What is being asked
When a line below contains the word "woman", copy that line.

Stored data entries

↓

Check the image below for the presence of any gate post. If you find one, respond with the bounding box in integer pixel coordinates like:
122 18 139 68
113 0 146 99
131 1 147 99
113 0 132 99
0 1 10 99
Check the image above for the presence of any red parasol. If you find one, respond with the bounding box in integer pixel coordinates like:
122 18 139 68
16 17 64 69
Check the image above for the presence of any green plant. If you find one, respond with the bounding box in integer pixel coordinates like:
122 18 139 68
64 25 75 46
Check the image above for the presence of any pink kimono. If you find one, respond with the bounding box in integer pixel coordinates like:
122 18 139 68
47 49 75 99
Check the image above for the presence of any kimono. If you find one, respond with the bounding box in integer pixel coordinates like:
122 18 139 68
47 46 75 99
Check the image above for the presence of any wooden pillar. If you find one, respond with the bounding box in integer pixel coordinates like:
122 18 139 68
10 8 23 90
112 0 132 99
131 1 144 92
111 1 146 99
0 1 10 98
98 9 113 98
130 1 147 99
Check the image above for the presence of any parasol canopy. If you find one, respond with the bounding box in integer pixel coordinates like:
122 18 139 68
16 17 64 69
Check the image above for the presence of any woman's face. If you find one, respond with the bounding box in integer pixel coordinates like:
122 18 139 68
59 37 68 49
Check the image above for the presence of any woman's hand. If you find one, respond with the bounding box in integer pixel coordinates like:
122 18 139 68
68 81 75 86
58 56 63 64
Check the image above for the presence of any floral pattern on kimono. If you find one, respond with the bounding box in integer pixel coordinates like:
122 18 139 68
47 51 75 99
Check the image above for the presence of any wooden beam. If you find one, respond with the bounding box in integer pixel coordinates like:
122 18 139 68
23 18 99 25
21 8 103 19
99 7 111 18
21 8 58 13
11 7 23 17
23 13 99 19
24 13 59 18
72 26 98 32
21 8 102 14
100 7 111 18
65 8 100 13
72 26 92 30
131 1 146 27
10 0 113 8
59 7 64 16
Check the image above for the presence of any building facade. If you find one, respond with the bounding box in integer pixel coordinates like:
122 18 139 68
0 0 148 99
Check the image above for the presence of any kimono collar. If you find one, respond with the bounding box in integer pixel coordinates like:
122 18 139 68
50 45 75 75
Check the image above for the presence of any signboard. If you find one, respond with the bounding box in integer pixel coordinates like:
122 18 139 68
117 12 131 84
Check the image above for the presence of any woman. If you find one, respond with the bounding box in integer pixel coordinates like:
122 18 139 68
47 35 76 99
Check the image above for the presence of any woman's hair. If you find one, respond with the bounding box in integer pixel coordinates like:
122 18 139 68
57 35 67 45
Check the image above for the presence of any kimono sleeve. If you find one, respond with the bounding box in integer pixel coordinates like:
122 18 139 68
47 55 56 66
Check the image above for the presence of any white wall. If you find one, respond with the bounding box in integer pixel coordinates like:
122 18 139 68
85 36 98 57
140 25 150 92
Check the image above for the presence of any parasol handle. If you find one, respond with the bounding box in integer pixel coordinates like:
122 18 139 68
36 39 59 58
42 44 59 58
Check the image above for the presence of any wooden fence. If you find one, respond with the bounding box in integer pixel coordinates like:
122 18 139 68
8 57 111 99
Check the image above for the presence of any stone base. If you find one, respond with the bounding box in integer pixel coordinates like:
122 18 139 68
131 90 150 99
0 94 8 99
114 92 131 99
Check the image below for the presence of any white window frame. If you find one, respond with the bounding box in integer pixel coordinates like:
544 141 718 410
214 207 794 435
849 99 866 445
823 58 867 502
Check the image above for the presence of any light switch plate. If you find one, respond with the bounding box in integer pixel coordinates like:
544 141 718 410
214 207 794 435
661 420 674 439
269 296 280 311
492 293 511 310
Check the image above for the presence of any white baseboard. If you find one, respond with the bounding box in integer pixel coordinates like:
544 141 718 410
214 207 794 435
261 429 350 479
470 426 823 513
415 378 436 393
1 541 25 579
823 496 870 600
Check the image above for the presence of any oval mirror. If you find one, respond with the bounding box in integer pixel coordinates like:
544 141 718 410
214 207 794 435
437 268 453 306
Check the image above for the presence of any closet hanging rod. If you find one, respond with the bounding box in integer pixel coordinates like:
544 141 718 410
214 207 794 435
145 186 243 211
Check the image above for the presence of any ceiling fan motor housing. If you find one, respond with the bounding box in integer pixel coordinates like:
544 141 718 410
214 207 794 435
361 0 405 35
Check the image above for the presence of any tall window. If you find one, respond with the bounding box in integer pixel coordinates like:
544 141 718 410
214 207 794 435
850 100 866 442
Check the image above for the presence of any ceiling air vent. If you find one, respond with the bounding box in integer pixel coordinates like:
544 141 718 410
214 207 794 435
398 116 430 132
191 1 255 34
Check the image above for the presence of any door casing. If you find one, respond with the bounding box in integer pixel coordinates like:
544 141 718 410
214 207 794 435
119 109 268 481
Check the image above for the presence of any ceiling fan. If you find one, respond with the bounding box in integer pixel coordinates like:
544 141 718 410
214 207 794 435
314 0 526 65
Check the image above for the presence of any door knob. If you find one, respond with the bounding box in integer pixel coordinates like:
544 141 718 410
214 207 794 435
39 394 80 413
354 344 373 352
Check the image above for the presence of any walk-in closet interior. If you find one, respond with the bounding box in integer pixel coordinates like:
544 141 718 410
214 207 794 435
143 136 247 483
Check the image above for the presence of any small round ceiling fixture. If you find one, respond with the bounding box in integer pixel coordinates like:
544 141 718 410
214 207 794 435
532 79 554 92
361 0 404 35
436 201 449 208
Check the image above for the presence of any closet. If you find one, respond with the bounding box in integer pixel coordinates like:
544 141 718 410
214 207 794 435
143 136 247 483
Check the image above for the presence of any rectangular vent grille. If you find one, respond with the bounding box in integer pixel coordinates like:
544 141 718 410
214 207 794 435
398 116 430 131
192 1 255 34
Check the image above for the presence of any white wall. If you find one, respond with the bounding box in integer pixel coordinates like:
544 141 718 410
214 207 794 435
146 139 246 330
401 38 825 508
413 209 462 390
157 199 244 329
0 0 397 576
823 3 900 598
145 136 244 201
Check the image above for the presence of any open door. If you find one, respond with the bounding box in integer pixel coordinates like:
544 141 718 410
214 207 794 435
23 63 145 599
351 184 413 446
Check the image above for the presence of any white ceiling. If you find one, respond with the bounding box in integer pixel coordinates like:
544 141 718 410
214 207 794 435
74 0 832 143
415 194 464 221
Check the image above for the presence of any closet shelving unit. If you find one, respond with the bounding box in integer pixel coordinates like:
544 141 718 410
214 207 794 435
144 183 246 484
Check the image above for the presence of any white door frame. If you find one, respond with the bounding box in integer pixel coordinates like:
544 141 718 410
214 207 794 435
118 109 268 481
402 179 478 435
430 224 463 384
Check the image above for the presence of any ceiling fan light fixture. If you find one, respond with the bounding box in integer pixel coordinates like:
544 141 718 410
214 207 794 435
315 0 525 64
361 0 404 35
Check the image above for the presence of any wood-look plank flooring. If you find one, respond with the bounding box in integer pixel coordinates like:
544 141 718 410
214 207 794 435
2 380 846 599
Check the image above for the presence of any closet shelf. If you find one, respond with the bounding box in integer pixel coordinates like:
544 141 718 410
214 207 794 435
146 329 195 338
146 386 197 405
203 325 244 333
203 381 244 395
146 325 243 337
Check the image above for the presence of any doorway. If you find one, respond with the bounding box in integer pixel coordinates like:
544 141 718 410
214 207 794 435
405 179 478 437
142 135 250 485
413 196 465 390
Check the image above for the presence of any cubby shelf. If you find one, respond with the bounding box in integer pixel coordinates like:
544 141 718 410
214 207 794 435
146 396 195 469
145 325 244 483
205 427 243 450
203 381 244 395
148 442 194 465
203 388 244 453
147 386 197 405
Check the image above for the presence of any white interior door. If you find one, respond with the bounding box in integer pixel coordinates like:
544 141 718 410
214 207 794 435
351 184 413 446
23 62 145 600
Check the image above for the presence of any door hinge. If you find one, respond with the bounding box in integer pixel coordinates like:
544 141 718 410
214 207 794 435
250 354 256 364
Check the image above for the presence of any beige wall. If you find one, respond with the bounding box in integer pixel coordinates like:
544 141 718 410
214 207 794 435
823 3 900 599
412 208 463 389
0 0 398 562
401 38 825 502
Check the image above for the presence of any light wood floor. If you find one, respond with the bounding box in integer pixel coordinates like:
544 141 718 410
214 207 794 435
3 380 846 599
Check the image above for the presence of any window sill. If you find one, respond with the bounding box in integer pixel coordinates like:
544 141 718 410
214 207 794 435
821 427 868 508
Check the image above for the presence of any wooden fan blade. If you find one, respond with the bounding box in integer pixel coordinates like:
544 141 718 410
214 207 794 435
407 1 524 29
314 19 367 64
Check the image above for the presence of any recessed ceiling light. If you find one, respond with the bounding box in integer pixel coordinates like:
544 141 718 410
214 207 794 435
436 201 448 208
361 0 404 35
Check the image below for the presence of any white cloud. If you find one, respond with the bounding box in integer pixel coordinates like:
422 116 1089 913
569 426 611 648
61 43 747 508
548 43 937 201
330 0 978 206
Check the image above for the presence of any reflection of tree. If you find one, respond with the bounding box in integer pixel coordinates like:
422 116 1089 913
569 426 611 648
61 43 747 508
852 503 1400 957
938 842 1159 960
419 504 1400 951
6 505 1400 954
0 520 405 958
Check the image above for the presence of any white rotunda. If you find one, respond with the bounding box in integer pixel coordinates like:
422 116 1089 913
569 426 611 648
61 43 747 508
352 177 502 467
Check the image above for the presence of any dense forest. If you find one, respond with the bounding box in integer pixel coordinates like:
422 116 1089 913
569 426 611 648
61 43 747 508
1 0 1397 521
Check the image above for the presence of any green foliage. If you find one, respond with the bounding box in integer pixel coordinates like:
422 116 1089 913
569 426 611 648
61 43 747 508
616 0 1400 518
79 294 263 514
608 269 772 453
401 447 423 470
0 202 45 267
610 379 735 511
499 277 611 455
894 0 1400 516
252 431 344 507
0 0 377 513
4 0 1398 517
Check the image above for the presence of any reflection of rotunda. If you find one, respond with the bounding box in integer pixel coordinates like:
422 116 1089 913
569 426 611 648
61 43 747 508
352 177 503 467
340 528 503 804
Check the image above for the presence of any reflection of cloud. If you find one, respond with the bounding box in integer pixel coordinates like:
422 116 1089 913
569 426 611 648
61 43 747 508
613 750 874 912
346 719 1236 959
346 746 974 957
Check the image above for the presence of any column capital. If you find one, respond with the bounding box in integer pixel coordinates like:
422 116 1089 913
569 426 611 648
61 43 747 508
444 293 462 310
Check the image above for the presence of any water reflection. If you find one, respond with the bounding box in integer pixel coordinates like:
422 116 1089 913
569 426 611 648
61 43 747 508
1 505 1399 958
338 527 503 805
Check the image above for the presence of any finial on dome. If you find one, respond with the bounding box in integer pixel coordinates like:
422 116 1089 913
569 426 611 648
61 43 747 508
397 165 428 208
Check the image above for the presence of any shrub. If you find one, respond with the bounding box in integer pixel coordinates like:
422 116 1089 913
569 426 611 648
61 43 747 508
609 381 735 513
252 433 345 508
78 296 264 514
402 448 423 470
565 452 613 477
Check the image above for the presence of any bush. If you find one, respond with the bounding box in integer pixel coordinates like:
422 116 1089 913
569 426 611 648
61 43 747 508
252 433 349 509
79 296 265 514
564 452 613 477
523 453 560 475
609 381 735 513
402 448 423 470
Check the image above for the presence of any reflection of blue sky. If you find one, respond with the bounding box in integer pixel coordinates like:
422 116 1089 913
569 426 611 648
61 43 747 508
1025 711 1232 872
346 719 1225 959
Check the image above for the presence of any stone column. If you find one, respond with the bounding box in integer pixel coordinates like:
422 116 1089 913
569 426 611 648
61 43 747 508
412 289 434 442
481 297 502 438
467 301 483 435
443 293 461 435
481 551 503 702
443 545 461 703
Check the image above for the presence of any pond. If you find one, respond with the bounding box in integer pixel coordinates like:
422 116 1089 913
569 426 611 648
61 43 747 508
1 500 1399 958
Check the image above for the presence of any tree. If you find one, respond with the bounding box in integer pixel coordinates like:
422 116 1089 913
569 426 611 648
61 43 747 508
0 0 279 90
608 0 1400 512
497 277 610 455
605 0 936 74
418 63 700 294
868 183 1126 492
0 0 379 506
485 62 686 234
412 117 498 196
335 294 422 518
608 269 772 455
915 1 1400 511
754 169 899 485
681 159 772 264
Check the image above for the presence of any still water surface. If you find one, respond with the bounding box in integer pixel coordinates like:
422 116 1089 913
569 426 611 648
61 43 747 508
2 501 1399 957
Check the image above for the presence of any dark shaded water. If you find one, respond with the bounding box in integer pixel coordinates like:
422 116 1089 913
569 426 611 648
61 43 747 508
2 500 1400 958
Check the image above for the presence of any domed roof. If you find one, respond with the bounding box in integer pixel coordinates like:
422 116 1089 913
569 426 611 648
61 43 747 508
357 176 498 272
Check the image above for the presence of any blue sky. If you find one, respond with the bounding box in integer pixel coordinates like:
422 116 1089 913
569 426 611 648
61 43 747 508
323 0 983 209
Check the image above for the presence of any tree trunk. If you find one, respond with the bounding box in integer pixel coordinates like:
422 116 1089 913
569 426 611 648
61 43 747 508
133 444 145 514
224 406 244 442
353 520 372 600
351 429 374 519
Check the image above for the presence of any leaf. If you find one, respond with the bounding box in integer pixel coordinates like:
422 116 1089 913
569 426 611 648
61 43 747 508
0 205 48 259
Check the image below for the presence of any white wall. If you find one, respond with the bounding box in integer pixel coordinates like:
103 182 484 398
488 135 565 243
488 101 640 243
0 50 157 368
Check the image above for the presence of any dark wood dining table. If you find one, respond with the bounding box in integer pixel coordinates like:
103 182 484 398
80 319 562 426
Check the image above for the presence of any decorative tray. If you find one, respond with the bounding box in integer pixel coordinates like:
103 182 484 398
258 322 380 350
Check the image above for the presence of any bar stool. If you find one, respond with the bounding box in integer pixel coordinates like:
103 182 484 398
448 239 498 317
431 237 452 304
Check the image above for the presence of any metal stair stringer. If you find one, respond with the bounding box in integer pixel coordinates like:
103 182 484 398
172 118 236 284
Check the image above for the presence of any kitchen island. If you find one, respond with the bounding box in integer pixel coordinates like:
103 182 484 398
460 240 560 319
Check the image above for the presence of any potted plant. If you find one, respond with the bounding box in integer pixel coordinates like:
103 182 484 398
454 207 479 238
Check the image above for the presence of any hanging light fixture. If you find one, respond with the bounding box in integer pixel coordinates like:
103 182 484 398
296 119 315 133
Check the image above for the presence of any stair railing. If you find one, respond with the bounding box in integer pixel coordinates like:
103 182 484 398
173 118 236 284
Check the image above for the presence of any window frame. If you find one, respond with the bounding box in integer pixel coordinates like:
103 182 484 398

↑

Answer to this problem
Check the image above for the presence of any woman's face. If you find one, respond with the bounding box in integer pixel coordinates like:
Check the image above for the presence of any woman's hand. If you find one, respond with the bounding box in integer pixel coordinates like:
Check the image above for the presence of any woman. If you find one, respond with the bounding box in integer pixel coordinates like:
Check the image above for the presence of any woman's hair. If you find one, respond with the bounding box in integer pixel coordinates like:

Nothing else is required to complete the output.